#### 課題 1:
本文について、次の問いに答えよ。
(a) 数学が4000年の時間をかけて獲得した表現手段は何か。
(b) 機械にとって大きなハードルとなるのは何か。
(c) 教育の課題として衝撃的だったと述べられているのはどんな点か。

#### 本文:
☆ ☆ ☆ ☆ ☆

数学は4000年の時間をかけて、論理、確率、統計という表現手段を獲得しました。けれども、反対の言い方をすると、数学が説明できるのは、論理的に言えることと、確率・統計で表現できることだけということです。つまり、先述のとおり、数学で表現できることは非常に限られているということです。
AI VS 教科書が読めない子どもたち p117
そのため、われわれがさりげなく実施しているこの世界の知覚/認識が、機械には大きなハードルとなるのです。
ここに、人工知能が発展した社会でも求められるスキルは何かという問いを考えるヒントがあります。
個人的には数学だけでこの世界をできるだけ表現するにはどうすればいいのかという取り組みは、なんだかアートに通じる点があるような気がして面白く感じました。
面白いと感じた点
読解力が無ければアクティブラーニングは絵に描いた餅
教育の課題として、その大部分を占める授業のメイン教材である、教科書の読解が出来ていないという点は衝撃的でした。

☆ ☆ ☆ ☆ ☆

#### データ記録:
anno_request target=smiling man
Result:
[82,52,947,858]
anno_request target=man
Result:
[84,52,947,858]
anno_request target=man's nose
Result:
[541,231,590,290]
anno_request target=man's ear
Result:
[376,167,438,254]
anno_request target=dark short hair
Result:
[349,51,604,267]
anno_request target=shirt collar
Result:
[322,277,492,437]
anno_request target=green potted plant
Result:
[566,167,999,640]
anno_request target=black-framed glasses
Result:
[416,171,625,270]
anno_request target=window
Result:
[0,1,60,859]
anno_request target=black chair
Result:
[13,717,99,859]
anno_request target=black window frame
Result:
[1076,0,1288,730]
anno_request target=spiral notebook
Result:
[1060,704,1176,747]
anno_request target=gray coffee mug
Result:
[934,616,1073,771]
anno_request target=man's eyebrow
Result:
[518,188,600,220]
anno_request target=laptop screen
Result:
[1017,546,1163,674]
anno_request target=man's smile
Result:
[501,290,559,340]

☆ ☆ ☆ ☆ ☆

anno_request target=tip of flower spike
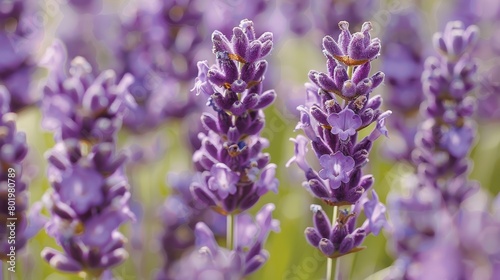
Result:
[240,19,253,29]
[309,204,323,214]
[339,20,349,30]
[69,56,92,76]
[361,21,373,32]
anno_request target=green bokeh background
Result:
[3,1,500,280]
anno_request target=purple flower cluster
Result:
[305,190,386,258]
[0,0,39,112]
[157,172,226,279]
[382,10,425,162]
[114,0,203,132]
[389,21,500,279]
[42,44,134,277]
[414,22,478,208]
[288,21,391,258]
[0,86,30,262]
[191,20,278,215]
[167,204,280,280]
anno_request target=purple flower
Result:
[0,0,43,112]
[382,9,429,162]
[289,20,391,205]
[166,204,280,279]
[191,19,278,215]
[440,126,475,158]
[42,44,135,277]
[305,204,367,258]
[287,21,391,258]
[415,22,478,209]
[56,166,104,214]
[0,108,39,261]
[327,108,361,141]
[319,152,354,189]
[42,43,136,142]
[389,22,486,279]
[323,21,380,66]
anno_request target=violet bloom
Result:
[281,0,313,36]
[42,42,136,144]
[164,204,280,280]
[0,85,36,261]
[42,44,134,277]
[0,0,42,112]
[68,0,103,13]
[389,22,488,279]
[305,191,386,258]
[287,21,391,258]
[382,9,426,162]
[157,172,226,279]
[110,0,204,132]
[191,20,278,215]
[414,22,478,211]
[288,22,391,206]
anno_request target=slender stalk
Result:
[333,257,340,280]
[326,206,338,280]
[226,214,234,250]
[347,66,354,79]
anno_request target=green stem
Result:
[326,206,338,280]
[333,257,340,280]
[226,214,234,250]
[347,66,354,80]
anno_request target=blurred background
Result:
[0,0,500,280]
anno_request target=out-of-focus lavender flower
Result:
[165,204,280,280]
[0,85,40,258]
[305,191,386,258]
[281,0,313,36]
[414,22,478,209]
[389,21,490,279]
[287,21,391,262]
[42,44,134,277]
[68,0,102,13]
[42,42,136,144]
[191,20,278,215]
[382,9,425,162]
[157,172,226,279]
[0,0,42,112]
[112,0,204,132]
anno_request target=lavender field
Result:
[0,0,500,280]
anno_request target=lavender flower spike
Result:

☆ ☆ ☆ ☆ ☆

#### 課題 2:
記録の「anno_request target=gray coffee mug」を含む行から始め、「[501,290,559,340]」を含む行で終えて、その範囲の行を「番号」と「行」の2列からなるMarkdownの表に書き直せ。空行は含めないこと。

#### 解答 1:
(a) 論理、確率、統計
(b) われわれがさりげなく実施しているこの世界の知覚/認識
(c) 授業のメイン教材である教科書の読解が出来ていないという点

#### 解答 2:
| 番号 | 行 |
|---|---|
| 1 | anno_request target=gray coffee mug |
| 2 | Result: |
| 3 | [934,616,1073,771] |
| 4 | anno_request target=man's eyebrow |
| 5 | Result: |
| 6 | [518,188,600,220] |
| 7 | anno_request target=laptop screen |
| 8 | Result: |
| 9 | [1017,546,1163,674] |
| 10 | anno_request target=man's smile |
| 11 | Result: |
| 12 | [501,290,559,340] |